From the Far Cry 3 discussion below, quote word for word the passage that begins at the words "Count me among" and ends after the words "rational, or moral.".

## PASSAGE TO READ
★ ★ ★ ★ ★

Indeed, can't think of any part of it I genuinely dislike, other than the radio host guy, and mostly because of how repetitive he was.

I see 4 as the Empire Strikes Back to 3's Star Wars, it is in many respects the superior Film/Game but much of its impact comes from having the core ideas and themes established beforehand.

The crab rangoon really is fantastic.

I still prefer Farcry 4, though. Even if the DLCs did kind of ruin Pagan Min. A little.

But, yes, Farcry 3 is definitely in it's own category for what can only be termed as unreliable narrator. There's a big, open question as to whether or not the game is one drug-fuled hallucination or there is actually some mystical bullshit going on. You can argue in both directions, and the game never really gives you a definite answer.

Count me among those that feels like the Bad Ending is severely lack-luster, though. A part of me can't help but wonder if the writers couldn't quite seal the deal on the type of story they wanted to show and just had to wuss out in demonstrating how much of a monster Jason had become, only to get backstabbed by Vaas' sister because... what, Jason was sniffing for a crumb of pussy? Come on. On top of this is the game literally screaming at you that Vaas' sister has done this shit before, and you'd think Jason would pick up on that. A better ending, albeit cliched, would have had Jason slowly devolving into Vaas himself, only to have a snap-cut-to-black to finish the game off when that realization hits home.

Yes a sane, rational, moral person should see the "bad end" coming from a mile away but niether Jason nor the player are sane, rational, or moral.

That's the point that I think people who complain about the ending are missing.

Well, that's the problem. See, Jason is acting very sane, rational, and moral for the circumstance he's currently enmeshed in. IMO.

People like to play up the entire 'Rambo in a sandbox' aspect of Farcry 3 while ignoring the big driving part of Jason's actions is to save his friends from horrible things. Now, it's been a while since I've played Farcry 3, and maybe you could argue that this shifts when Jason gets to the second island and they could have skedaddled after he killed Vaas, but there's the flipside of Jason being atleast a little bit grateful for all the help that the Islander's did for him to save his friends and he doesn't mind paying them back, just a little...?

There's this trend in video games as of recent that started with Bioshock. Writers have become far, far too enamoured with being clever and leaning heavily on video game mechanics and tropes in order to tell a story. It worked in Bioshock, but after that it always just kind of falls flat. People seem to really want to play up the idea that the 'charachter' or 'player' is just doing things because the pretty/cute/appealing/charismatic NPC is telling them to do it without any thought or reason beyond 'video game'. I even see this in relatively recent games; while playing Cyberpunk 2077 and dealing with the entire Songbird/President Meyer bullshit, I get an earful of Silverhand going on about how 'They're just using you!', and just once I'd love to have your charachter turn around and go 'No shit, sherlock, did you just now figure this out? Cause, guess what, I'm using them to get what I want! This is a mutally abusive relationship, if you haven't noticed, and thanks for fucking reminding me!'

Ahem.

The 'bad end' just feels like a scolding from the Game Devs with no real meat on it. If you want to paint the player character as a monster, go all the way, don't just pussy-foot around the matter and then have him get stabbed in the back by the group he's been helping all this time. That's not effective story-telling, that's just a bland cop-out.

★ ★ ★ ★ ★

[Dataset records on object locations]
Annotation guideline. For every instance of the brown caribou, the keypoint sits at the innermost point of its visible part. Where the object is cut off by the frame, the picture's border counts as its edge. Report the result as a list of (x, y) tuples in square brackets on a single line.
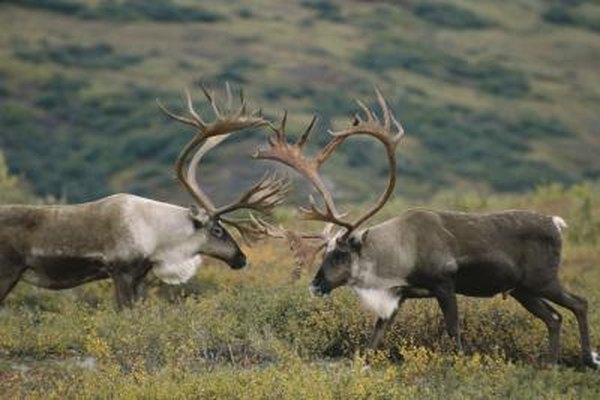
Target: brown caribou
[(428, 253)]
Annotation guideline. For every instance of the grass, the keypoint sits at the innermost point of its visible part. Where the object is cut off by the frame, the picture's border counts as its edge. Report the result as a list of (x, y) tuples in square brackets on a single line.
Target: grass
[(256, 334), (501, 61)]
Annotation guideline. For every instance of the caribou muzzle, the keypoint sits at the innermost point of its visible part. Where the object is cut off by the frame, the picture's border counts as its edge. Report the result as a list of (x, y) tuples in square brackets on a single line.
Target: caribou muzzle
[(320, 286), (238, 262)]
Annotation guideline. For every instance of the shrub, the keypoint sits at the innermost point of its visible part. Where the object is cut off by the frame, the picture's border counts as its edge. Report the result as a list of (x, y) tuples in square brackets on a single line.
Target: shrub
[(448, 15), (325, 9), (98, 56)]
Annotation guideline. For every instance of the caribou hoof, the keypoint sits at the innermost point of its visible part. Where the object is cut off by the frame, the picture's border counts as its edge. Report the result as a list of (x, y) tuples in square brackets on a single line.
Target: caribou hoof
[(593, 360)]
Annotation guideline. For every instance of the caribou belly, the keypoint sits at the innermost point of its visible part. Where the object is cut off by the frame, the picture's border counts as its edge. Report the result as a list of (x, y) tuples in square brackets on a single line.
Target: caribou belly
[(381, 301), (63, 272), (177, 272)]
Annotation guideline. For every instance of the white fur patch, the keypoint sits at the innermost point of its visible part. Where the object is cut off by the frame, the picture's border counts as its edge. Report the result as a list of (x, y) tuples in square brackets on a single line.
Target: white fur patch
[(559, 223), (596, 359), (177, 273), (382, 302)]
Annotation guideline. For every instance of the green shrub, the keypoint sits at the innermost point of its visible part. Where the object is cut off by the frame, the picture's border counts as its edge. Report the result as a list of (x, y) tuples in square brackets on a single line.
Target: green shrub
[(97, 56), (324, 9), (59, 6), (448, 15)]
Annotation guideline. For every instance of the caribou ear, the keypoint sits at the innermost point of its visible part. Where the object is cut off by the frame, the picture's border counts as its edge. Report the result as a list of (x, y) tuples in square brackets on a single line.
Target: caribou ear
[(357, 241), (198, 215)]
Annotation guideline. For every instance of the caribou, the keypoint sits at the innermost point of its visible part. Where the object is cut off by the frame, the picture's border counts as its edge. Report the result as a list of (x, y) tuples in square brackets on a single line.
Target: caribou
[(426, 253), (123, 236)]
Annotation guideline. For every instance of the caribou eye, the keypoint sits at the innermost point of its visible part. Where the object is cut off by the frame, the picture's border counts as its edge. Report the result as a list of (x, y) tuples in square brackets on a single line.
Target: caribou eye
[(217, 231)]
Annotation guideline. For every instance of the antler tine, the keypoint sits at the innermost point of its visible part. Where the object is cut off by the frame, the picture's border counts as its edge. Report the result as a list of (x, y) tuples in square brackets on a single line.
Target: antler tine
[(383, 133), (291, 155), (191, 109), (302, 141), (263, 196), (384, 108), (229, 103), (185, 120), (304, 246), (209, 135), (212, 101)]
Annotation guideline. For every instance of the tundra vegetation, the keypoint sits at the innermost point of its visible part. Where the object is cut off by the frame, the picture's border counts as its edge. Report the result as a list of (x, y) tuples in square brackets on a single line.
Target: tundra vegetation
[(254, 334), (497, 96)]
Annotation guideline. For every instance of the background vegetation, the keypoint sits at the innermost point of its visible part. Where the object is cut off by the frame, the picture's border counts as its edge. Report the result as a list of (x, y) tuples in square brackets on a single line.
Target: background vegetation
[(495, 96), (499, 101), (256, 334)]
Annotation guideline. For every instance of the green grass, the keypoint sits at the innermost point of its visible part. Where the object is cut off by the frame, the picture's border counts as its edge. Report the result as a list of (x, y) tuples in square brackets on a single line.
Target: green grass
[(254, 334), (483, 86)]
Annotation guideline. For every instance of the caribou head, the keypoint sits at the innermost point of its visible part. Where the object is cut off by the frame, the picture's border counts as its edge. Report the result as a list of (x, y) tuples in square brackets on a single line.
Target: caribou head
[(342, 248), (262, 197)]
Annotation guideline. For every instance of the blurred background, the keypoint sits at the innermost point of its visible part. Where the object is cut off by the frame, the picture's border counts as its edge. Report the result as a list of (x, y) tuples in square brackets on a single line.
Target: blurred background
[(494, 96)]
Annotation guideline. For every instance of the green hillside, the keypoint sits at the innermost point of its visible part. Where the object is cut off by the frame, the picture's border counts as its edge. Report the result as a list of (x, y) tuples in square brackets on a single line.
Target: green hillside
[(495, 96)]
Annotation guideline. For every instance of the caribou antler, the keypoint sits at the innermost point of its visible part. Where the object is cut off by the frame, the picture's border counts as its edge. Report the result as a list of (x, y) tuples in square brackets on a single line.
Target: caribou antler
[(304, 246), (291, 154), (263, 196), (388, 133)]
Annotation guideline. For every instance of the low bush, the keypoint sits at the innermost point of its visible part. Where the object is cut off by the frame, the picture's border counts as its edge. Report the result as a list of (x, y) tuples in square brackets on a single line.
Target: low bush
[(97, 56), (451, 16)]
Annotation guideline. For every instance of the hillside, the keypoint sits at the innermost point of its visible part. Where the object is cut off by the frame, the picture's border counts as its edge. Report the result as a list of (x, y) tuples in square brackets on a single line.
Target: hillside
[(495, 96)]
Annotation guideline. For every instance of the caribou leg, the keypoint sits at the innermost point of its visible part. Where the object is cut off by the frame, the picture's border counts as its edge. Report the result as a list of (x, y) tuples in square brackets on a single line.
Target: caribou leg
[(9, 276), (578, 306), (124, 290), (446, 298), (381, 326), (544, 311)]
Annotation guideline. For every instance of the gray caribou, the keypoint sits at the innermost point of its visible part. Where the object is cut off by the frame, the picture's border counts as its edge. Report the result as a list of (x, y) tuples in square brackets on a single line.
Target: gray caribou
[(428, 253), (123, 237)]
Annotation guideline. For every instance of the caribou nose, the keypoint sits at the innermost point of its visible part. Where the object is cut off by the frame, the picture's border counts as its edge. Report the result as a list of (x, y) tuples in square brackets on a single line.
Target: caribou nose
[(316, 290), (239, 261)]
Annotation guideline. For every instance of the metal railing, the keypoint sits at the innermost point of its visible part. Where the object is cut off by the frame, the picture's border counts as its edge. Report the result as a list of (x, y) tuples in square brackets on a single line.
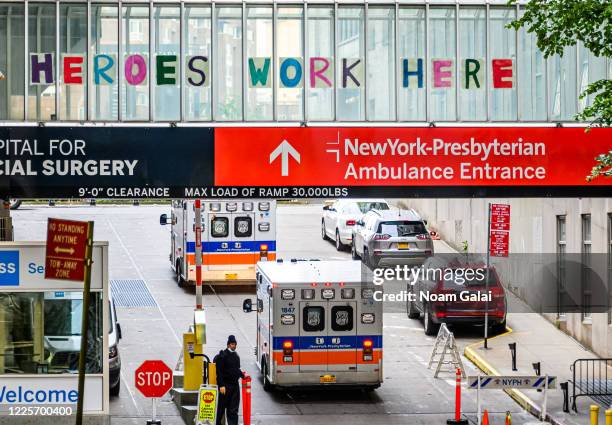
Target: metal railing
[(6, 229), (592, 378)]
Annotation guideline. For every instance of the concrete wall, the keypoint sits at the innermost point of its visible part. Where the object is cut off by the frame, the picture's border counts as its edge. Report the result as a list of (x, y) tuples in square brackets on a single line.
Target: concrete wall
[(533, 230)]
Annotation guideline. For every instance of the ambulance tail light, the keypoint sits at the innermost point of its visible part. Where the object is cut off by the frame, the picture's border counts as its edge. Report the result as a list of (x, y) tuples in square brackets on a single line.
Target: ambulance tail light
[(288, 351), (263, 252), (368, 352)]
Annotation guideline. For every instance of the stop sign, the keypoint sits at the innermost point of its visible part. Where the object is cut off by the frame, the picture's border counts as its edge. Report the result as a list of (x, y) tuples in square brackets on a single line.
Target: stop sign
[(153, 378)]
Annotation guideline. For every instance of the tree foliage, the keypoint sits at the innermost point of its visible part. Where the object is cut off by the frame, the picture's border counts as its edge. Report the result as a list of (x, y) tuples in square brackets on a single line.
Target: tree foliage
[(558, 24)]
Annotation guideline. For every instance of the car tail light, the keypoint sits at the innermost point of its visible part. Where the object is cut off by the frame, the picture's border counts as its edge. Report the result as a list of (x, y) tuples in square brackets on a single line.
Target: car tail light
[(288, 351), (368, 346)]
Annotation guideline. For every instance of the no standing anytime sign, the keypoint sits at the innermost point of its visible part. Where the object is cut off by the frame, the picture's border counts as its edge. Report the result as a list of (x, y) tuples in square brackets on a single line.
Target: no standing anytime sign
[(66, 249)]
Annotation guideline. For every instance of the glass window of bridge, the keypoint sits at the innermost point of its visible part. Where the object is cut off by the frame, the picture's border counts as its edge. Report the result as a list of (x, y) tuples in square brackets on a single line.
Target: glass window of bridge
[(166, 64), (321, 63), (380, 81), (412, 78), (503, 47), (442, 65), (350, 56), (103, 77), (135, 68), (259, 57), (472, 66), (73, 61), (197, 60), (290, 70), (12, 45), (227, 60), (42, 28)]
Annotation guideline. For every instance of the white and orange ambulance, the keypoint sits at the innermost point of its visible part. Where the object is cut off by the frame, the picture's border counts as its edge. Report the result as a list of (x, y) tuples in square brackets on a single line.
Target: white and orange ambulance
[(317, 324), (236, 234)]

★ ★ ★ ★ ★

## WRITTEN SOLUTION
Count me among those that feels like the Bad Ending is severely lack-luster, though. A part of me can't help but wonder if the writers couldn't quite seal the deal on the type of story they wanted to show and just had to wuss out in demonstrating how much of a monster Jason had become, only to get backstabbed by Vaas' sister because... what, Jason was sniffing for a crumb of pussy? Come on. On top of this is the game literally screaming at you that Vaas' sister has done this shit before, and you'd think Jason would pick up on that. A better ending, albeit cliched, would have had Jason slowly devolving into Vaas himself, only to have a snap-cut-to-black to finish the game off when that realization hits home.

Yes a sane, rational, moral person should see the "bad end" coming from a mile away but niether Jason nor the player are sane, rational, or moral.